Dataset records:
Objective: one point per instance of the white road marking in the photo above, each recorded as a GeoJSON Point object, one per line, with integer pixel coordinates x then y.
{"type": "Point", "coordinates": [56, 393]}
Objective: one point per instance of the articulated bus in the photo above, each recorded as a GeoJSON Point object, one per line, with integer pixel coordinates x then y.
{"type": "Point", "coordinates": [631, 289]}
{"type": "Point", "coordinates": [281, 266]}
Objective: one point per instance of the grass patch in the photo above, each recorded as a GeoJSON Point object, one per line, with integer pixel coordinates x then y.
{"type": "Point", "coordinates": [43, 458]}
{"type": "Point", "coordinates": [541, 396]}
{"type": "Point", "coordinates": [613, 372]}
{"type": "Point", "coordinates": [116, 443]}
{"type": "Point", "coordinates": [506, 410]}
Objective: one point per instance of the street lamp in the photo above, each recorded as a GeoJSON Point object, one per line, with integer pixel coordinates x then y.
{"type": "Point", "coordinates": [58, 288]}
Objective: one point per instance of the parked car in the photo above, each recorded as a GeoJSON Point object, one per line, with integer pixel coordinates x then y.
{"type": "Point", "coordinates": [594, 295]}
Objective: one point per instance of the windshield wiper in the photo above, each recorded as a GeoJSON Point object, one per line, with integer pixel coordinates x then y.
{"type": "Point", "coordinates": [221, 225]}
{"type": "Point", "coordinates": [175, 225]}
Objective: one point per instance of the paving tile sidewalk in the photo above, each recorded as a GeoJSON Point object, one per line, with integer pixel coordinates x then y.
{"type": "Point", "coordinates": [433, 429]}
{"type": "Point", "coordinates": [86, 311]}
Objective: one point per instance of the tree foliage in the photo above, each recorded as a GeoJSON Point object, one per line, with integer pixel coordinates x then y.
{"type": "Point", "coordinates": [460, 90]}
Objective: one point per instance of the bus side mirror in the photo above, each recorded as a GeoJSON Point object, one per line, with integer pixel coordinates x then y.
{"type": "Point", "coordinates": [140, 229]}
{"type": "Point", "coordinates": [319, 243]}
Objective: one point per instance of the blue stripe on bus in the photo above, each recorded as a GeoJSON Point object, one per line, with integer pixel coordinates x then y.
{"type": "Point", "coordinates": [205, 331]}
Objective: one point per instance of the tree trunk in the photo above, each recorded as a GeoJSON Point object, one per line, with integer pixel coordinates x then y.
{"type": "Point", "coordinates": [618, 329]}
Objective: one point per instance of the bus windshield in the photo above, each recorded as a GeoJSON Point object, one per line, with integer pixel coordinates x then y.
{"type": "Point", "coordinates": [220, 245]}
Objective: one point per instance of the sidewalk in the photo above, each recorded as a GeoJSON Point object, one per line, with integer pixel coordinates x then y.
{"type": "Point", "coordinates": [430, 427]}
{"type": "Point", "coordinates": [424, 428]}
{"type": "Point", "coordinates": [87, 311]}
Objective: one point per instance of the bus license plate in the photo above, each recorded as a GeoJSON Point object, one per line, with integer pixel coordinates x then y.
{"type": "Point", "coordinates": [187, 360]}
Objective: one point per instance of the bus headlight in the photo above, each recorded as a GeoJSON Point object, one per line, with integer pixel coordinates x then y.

Objective:
Retype every item above line for line, with no changes.

Output of the exercise:
Objective: one point per instance of the white road marking in the photo above, each recorded as a GeoJSON Point object, one per line, with integer pixel coordinates x then y.
{"type": "Point", "coordinates": [56, 393]}
Objective: one point per instance of the articulated bus in the photo above, each recorded as a GeoJSON Point object, one per line, with integer pixel coordinates x then y.
{"type": "Point", "coordinates": [631, 289]}
{"type": "Point", "coordinates": [281, 266]}
Objective: one point per instance of the grass patch in the photo above, each recorded as a GeoJSON Point object, one per line, with integer pixel coordinates x then y.
{"type": "Point", "coordinates": [43, 458]}
{"type": "Point", "coordinates": [541, 396]}
{"type": "Point", "coordinates": [613, 372]}
{"type": "Point", "coordinates": [116, 443]}
{"type": "Point", "coordinates": [506, 410]}
Objective: one point per instance of the street lamp in the photo above, each recorded as a GeoJSON Point object, one per line, with integer pixel coordinates x then y.
{"type": "Point", "coordinates": [58, 288]}
Objective: one point per instance of the parked car in the photo above, each recorded as a GeoJSON Point object, one per line, with integer pixel coordinates x then y.
{"type": "Point", "coordinates": [594, 295]}
Objective: one point per instance of the windshield wiper in the photo above, each recorded as a GeoJSON Point object, one per line, with integer pixel coordinates x then y.
{"type": "Point", "coordinates": [221, 225]}
{"type": "Point", "coordinates": [175, 225]}
Objective: one point per instance of the paving tile sidewalk in the photo above, each recorded as a GeoJSON Point object, one per line, with integer pixel coordinates x then y.
{"type": "Point", "coordinates": [433, 429]}
{"type": "Point", "coordinates": [86, 311]}
Objective: one point per instance of the tree foliage in the photo above, each recorded as a GeoJSON Point object, one per line, with integer pixel coordinates x then y.
{"type": "Point", "coordinates": [460, 90]}
Objective: one point per instance of the bus side mirror in the photo above, each recorded as a GeoJSON Point object, one per line, with integer pixel coordinates x then y.
{"type": "Point", "coordinates": [140, 229]}
{"type": "Point", "coordinates": [319, 243]}
Objective: one point per instance of the blue stripe on bus in the photo above, each recorded as a GeoJSON Point object, one per line, with integer pixel coordinates x then y.
{"type": "Point", "coordinates": [205, 331]}
Objective: one point per instance of the tree trunk in the photo above, each recorded as a GeoJSON Point object, one per line, with integer pixel coordinates x then y.
{"type": "Point", "coordinates": [618, 329]}
Objective: one point per instance of the bus windshield in the photo above, each recorded as a GeoJSON Point object, one per line, with integer pixel coordinates x then y.
{"type": "Point", "coordinates": [220, 245]}
Objective: one point per instance of the sidewalk in the photo above, each recorded as a GeoJSON Point object, one per line, with integer pixel coordinates x then y.
{"type": "Point", "coordinates": [430, 427]}
{"type": "Point", "coordinates": [424, 428]}
{"type": "Point", "coordinates": [87, 311]}
Objective: one point per instance of the bus license plate in the photo above, each recorded as a GeoJSON Point object, one per line, with integer pixel coordinates x then y.
{"type": "Point", "coordinates": [187, 360]}
Objective: one point per instance of the bus headlight in the photo above, each recorded as a GeoJSON Point object, one per line, with integer pixel coordinates x then y.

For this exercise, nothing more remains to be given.